*STATED EXERCISE A:*
Name every issue the dairy management text says is likely to affect the industry in ways not seen before.

*SUPPLIED TEXT:*
● ● ● ●

Moving forward, the successful dairy operations will more than likely be the ones with CFO-level management skills at the top. In this evolving industry environment, managing your herd and navigating swings in milk prices will be table stakes. Issues like climate change, water supply, geopolitics and trade disruptions are likely to impact the industry in ways we haven’t seen before. The dairies with next-level management skills are anticipated to be best positioned to take advantage of the opportunities that will come in the wake of these challenges.
Managers of Today vs. Tomorrow
We’ve previously discussed some of the management skills dairy operators should possess, including:
- Using timely and accurate financial information to make informed decisions on production inputs, risk management decisions and capital deployment
- Risk management skills to navigate the increased market volatility and an ever-changing regulatory landscape
- Understanding every aspect of the operation, from the $100-an-hour jobs to the $10-an-hour jobs.
That’s the baseline right now, but it won’t be sufficient in the near future. Next-level managers will be adept at the following:
- Information management. The growth of data on farms continues at a rapid pace. Understanding what numbers matter for decision making purposes will be critical. Is it pounds of milk per cow per day, milk per hour, or milk per robot per day? Homing in on your critical data points will be key as you build your dashboard going forward.
- Next-level accounting. Whether this is balance sheet-based or earnings statement-based, having a clearer understanding of your cost of production will be critical. What parts of your operation are your strong suits? Which ones are weak? Enterprise and cost accounting will be essential in determining that. Being able to control costs in both good and bad times is crucial to success long term.

● ● ● ●

*DATA LINES:*
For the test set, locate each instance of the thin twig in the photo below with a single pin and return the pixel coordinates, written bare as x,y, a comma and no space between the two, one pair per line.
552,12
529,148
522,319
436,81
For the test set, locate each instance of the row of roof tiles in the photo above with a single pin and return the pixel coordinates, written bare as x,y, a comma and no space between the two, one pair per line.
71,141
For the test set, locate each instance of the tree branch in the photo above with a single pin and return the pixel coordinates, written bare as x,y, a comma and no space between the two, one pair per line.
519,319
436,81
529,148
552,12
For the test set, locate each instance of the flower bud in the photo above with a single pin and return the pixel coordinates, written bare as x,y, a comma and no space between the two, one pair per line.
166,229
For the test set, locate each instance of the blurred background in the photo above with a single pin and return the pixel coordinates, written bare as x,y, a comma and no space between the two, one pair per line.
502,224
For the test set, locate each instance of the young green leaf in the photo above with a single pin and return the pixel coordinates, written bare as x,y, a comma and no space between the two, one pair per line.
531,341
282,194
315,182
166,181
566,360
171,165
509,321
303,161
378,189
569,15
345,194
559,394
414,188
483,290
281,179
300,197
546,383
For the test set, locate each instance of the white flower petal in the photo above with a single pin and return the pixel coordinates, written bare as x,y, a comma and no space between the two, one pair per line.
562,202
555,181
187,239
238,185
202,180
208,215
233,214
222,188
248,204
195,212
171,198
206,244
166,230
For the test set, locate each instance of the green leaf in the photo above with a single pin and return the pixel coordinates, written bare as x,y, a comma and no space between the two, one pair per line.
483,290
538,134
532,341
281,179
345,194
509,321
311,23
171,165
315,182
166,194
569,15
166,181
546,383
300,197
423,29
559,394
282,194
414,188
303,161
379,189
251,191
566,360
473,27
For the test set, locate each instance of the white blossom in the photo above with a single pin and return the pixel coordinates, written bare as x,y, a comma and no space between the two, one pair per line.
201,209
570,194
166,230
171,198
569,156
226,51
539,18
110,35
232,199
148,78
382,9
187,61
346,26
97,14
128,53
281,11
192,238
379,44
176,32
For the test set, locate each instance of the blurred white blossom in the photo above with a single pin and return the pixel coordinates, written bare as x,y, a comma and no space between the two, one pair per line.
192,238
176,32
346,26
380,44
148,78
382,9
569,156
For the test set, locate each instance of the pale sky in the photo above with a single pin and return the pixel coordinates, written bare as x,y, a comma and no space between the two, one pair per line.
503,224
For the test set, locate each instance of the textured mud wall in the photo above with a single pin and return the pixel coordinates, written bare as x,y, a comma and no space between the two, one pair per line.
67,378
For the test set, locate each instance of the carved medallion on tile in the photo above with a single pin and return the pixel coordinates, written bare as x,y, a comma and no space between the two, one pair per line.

● ● ● ●

*STATED EXERCISE B:*
Gather every row above that contains the word "leaf" and copy each one in full.

*FULL ANSWER A:*
Climate change
Water supply
Geopolitics
Trade disruptions

*FULL ANSWER B:*
For the test set, locate each instance of the young green leaf in the photo above with a single pin and return the pixel coordinates, written bare as x,y, a comma and no space between the two, one pair per line.
For the test set, locate each instance of the green leaf in the photo above with a single pin and return the pixel coordinates, written bare as x,y, a comma and no space between the two, one pair per line.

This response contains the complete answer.